RECORDS FOR THE TASK
§

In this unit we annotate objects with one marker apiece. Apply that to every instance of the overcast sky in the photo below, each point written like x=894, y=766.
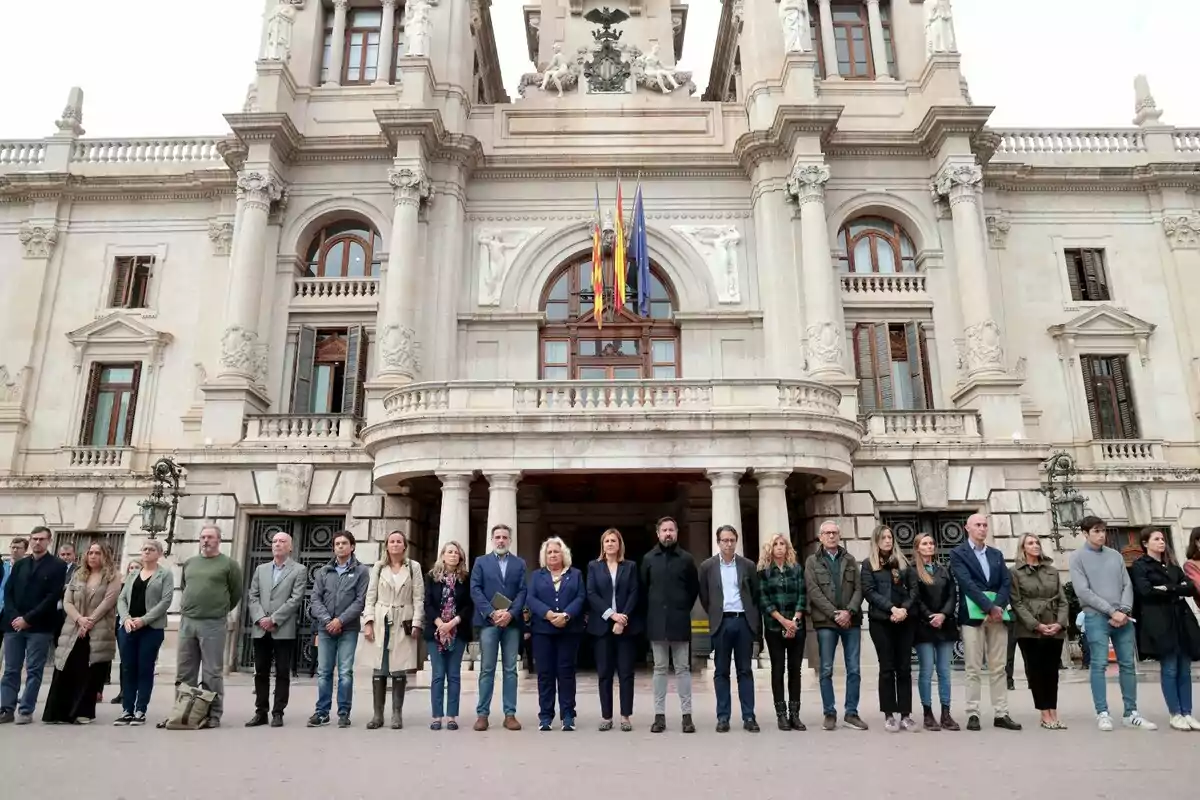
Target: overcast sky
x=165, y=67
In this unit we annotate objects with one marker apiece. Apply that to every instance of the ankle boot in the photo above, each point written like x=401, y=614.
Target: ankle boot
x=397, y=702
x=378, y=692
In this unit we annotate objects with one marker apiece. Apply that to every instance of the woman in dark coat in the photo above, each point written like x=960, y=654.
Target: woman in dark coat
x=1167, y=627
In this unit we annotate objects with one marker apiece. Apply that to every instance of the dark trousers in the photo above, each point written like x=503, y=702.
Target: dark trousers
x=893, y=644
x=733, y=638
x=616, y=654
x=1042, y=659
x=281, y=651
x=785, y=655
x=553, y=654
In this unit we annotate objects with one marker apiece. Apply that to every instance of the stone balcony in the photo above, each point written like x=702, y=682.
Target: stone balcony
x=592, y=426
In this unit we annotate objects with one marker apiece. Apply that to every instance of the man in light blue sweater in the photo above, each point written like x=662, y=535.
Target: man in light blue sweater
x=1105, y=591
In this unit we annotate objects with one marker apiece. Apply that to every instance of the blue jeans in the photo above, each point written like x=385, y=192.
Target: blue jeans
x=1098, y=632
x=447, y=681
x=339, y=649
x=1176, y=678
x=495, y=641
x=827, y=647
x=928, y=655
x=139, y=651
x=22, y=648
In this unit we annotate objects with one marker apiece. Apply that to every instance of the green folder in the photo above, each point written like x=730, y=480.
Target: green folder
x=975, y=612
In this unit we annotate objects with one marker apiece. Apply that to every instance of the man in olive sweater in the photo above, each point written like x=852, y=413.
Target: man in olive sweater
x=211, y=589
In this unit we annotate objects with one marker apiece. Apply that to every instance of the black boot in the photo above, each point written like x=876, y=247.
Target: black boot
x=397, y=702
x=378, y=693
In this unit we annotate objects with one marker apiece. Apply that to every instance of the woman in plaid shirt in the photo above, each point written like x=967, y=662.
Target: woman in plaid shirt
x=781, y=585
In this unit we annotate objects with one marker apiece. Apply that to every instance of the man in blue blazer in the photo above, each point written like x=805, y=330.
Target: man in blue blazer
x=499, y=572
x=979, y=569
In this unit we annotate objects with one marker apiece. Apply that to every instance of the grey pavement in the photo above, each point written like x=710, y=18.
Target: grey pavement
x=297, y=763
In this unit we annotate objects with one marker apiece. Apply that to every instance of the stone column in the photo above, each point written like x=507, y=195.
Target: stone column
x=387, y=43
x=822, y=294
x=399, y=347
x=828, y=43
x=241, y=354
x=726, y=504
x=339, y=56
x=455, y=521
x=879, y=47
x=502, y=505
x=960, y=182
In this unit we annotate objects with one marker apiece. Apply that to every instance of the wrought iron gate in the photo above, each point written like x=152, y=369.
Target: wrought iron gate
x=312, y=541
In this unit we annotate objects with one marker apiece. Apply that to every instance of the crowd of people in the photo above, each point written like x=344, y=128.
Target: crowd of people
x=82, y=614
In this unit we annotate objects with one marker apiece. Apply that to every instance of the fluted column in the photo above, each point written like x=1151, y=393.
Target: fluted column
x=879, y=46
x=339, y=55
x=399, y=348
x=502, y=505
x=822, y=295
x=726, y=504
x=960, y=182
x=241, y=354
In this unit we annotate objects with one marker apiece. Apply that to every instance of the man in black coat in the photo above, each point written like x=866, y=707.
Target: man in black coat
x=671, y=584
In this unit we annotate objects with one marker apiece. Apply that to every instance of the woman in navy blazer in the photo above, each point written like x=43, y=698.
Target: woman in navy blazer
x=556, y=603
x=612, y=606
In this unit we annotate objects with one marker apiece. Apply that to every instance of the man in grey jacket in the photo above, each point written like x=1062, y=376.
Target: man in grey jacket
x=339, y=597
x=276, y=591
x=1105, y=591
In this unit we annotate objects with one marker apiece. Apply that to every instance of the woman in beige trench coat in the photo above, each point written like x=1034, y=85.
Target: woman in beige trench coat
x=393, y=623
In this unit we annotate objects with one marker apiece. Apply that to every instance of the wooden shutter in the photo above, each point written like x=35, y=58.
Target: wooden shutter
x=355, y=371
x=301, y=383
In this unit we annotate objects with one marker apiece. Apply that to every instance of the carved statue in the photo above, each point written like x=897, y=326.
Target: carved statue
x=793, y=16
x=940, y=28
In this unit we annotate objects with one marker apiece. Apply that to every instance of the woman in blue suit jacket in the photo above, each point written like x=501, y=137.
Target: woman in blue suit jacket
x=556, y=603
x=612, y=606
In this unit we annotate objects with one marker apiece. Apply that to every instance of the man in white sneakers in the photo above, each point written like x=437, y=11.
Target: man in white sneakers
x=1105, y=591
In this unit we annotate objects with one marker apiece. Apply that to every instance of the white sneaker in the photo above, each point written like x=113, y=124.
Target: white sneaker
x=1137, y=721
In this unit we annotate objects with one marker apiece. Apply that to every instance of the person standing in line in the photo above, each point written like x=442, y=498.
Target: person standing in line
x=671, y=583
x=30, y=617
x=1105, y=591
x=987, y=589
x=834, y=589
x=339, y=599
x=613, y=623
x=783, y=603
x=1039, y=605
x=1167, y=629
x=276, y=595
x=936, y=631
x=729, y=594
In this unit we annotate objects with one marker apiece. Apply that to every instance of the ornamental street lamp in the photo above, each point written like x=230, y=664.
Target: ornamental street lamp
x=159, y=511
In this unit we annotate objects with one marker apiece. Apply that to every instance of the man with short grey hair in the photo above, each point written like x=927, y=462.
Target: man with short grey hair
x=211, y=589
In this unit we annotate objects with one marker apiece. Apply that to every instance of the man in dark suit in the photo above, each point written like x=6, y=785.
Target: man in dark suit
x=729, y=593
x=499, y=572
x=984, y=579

§

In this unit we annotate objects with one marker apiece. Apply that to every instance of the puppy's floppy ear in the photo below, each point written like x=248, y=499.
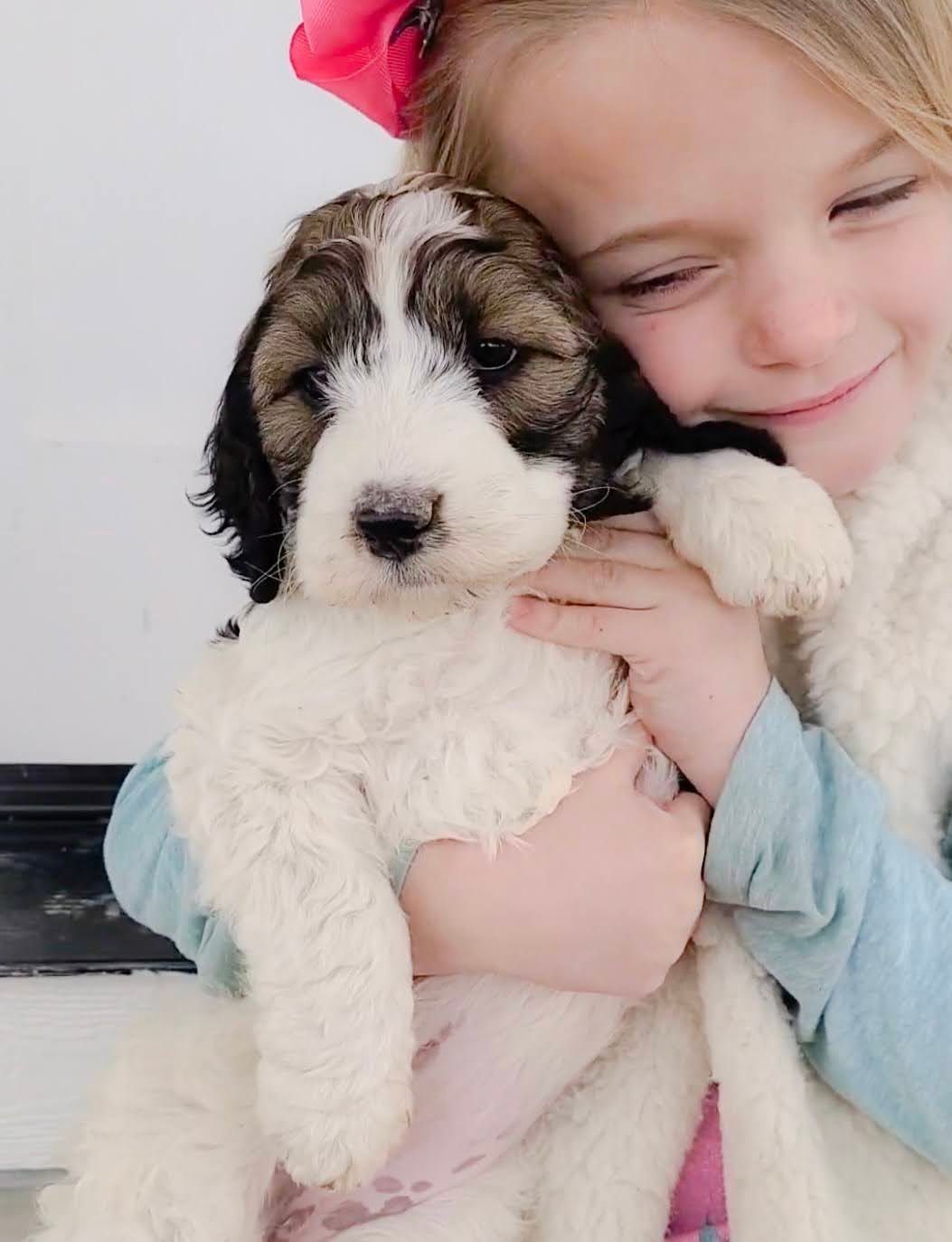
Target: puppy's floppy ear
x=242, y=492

§

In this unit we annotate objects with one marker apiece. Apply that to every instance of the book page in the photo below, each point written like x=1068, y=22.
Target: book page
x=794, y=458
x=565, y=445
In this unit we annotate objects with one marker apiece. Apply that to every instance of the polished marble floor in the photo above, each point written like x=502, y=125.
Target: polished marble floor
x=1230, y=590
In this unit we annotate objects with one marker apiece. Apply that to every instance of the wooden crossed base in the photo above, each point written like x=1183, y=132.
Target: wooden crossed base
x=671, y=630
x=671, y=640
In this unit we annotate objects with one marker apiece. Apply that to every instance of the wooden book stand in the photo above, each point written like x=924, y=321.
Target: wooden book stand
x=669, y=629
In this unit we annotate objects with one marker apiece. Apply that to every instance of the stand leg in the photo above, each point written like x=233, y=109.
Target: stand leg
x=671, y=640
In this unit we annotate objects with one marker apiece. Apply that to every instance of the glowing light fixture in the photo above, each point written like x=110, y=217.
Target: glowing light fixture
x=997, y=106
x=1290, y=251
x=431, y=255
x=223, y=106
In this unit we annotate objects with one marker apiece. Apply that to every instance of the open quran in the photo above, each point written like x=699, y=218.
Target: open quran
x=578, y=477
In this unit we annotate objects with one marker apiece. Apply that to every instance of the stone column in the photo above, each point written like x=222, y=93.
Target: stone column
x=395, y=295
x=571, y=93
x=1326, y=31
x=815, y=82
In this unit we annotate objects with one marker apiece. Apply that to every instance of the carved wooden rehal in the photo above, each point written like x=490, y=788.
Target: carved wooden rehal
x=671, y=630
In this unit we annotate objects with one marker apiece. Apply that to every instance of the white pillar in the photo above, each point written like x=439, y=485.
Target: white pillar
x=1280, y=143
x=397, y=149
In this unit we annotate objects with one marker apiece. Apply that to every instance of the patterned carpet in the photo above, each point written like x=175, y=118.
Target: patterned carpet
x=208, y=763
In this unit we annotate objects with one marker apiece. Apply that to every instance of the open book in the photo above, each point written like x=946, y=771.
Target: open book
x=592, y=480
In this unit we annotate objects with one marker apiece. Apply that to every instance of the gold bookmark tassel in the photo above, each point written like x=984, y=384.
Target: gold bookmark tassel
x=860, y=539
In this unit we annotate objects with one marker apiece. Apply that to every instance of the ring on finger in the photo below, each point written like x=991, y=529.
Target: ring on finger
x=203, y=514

§

WHAT YOU ARE ASKED TO DO
Rewrite the lines starting at the one containing "like x=894, y=766." and ending at the one containing "x=592, y=426", substituting "pin" for every "marker" and keeping everything else the same. Omit the pictures from your answer.

TASK SOLUTION
In this unit we annotate objects with one pin apiece. Apply that to every instance of the overcast sky in the photo below, each point written like x=894, y=766.
Target: overcast sky
x=165, y=67
In this unit we annotate objects with one pin apiece. Apply that to every instance of the ankle boot in the photo above, each point written like x=401, y=614.
Target: ankle boot
x=397, y=702
x=378, y=692
In this unit we annotate objects with one pin apiece. Apply that to every instance of the woman in dark coat in the photo above, each point written like x=960, y=654.
Target: woman in dark coat
x=1167, y=627
In this unit we annotate objects with one pin apiece. Apply that to every instance of the dark trousers in the photo above, each point written like x=503, y=702.
Target: dark trousers
x=893, y=644
x=733, y=638
x=616, y=654
x=1042, y=659
x=281, y=651
x=785, y=655
x=553, y=654
In this unit we annotate objects with one pin apiece. Apply that to every instance of the stone balcony in the photo above, each point written like x=702, y=682.
Target: stone balcony
x=592, y=426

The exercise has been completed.